SOURCE RECORDS:
--*--
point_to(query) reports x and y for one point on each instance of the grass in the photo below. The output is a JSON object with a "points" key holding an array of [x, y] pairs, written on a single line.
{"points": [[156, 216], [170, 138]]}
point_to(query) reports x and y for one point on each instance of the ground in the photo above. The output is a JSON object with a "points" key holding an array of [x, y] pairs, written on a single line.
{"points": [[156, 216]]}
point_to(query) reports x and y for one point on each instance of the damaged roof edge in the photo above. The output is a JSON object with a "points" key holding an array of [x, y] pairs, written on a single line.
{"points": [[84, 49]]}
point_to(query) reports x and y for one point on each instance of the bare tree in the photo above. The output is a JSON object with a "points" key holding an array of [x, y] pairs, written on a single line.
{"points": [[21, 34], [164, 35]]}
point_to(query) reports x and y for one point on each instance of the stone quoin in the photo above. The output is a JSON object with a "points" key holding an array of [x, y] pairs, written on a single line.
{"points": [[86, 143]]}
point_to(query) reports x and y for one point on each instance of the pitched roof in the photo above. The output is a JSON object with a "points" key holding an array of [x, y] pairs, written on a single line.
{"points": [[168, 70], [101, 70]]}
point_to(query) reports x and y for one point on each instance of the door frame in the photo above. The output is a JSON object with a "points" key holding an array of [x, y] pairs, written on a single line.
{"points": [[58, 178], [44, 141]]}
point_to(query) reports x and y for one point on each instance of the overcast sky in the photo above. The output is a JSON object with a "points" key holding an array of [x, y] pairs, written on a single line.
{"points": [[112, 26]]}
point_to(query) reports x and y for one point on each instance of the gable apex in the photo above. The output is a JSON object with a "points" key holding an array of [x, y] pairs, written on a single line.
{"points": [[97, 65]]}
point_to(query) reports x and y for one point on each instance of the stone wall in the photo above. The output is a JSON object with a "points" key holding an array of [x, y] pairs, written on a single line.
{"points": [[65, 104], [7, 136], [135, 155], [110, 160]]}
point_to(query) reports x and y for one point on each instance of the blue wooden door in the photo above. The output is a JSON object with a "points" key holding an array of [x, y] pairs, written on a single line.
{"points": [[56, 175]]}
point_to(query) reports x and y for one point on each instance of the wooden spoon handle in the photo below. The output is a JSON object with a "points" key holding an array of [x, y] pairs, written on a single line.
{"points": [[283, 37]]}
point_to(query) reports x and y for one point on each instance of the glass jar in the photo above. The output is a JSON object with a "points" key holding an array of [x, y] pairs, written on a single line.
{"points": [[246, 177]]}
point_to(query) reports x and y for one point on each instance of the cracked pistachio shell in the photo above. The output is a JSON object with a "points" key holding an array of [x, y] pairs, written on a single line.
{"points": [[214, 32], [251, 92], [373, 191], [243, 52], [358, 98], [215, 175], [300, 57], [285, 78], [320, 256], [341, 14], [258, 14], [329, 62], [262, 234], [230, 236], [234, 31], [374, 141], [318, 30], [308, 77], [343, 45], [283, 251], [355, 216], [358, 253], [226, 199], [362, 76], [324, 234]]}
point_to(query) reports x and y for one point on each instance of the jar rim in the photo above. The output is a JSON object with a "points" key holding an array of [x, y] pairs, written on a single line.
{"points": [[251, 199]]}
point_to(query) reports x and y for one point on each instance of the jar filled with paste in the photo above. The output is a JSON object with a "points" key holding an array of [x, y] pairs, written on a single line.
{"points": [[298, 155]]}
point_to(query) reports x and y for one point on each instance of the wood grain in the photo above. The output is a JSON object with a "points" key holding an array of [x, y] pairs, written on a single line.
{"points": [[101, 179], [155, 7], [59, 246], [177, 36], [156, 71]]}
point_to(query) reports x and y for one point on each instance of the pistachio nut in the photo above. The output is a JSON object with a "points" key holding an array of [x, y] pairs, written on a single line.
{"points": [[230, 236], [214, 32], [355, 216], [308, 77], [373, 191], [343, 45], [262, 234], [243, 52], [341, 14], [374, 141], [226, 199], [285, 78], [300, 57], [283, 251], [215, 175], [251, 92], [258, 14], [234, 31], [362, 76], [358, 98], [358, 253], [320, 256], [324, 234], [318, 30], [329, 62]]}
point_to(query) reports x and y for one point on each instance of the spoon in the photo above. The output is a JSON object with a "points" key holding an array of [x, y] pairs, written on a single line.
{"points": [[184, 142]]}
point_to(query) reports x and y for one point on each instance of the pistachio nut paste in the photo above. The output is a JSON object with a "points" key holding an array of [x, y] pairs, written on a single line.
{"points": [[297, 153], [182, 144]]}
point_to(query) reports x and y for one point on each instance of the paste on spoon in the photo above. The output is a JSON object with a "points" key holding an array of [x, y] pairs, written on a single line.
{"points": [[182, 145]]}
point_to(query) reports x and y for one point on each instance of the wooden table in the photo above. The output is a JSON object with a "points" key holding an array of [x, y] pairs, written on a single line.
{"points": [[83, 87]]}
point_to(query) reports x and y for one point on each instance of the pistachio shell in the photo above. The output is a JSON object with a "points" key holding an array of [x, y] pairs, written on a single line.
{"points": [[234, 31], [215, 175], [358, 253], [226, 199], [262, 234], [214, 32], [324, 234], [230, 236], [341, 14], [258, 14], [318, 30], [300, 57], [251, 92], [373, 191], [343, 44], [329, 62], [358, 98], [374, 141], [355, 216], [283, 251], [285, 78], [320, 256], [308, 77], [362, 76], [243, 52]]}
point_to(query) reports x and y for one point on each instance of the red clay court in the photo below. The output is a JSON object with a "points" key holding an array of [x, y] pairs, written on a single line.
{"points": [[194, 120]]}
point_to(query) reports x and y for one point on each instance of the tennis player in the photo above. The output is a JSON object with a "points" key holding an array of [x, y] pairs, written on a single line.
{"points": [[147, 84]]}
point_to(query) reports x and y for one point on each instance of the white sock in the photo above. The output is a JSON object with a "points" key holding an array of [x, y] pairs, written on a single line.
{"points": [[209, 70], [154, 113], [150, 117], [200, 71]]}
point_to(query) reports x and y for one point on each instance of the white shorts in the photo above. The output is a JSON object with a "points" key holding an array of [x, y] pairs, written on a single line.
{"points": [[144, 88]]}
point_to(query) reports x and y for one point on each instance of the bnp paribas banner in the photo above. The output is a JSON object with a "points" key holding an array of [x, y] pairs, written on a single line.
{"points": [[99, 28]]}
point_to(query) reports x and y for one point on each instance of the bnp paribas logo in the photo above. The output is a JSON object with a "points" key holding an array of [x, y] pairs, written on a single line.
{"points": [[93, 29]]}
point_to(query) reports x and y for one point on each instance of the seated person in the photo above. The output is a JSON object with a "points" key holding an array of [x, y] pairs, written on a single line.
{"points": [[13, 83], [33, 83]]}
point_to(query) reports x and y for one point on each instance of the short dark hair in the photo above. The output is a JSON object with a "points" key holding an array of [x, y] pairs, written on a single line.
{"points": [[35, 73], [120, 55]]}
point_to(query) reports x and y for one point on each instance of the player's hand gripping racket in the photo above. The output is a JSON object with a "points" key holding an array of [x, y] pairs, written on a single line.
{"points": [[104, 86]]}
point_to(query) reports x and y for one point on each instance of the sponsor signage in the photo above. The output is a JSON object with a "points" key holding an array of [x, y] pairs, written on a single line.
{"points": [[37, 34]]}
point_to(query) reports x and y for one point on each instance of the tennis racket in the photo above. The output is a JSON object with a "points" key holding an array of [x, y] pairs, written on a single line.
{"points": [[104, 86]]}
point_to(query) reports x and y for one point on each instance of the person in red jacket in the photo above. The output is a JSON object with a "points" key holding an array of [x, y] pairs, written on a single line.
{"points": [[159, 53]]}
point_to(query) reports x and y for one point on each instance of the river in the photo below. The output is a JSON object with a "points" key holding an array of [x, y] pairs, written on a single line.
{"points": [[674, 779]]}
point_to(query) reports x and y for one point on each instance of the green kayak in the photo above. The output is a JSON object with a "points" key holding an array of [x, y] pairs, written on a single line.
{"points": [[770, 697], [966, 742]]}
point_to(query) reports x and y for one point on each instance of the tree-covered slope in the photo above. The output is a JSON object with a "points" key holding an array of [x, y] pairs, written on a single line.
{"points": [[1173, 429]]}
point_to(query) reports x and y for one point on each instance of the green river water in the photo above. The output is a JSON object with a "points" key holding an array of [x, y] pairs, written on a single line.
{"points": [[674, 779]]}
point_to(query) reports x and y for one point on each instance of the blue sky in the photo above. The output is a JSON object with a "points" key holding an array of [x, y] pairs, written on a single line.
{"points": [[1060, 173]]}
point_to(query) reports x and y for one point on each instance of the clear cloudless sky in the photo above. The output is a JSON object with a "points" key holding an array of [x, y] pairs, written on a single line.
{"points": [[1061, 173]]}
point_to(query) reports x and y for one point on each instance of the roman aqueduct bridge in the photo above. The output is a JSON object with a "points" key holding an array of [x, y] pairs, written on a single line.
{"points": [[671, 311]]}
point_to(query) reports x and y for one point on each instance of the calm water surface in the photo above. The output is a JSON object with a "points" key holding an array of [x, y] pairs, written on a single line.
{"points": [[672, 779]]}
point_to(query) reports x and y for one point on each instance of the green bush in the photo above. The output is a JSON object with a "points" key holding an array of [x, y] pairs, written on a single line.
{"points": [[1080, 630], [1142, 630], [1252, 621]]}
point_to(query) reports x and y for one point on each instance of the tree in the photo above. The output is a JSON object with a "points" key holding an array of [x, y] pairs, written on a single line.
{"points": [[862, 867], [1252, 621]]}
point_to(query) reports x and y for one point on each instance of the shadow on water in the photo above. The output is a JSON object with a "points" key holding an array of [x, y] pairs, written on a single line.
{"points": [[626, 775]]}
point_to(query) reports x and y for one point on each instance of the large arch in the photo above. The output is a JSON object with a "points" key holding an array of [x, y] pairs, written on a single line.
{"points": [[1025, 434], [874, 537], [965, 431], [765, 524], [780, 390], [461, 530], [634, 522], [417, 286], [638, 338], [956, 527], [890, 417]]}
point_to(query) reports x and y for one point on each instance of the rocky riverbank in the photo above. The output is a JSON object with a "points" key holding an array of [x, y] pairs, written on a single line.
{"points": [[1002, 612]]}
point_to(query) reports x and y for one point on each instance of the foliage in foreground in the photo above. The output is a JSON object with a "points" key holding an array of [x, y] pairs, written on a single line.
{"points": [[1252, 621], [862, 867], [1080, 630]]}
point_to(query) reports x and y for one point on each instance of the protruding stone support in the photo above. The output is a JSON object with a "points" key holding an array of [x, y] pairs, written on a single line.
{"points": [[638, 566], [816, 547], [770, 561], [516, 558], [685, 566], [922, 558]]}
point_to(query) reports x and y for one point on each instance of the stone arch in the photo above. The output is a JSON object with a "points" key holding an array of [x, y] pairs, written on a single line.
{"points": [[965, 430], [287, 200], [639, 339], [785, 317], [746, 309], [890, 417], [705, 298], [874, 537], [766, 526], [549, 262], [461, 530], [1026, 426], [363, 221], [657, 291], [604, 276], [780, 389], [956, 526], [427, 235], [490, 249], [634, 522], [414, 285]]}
--*--
GIVEN REQUEST: Write out exactly the lines of the entries above that run from the line containing "of the rocky" through the last line, including both.

RESULT FOR THIS TASK:
point_to(query) reports x and y for one point on each instance of the rocky riverbank in the photo above. The output is a JSON object with a "points" key holding an array of [x, y] pairs, written on a single line.
{"points": [[1002, 612]]}
point_to(query) reports x and y for one point on each instance of the foliage in foreground in the photo above. The output is a JSON object with a "points" key holding an array of [x, y] pairs, written on a single line.
{"points": [[1252, 621], [862, 867], [1080, 630]]}
point_to(query) reports x and y for one point on each instance of the protruding stone support in the photo above. The output is a JSON object with a "points" key holding an array of [x, y] pairs, written on a single line.
{"points": [[638, 566], [816, 547], [770, 561], [516, 558], [685, 566], [922, 558]]}
point_to(query) reports x and y for one point on each instance of the stone arch in the photo above. The output is a JSON object with a "points" key holding an array of [x, y] pairs, written on a single line.
{"points": [[965, 430], [287, 200], [639, 339], [785, 317], [746, 309], [890, 417], [705, 298], [874, 537], [766, 526], [549, 262], [461, 530], [1026, 426], [363, 221], [657, 291], [604, 276], [780, 389], [956, 526], [427, 235], [490, 249], [634, 522], [414, 285]]}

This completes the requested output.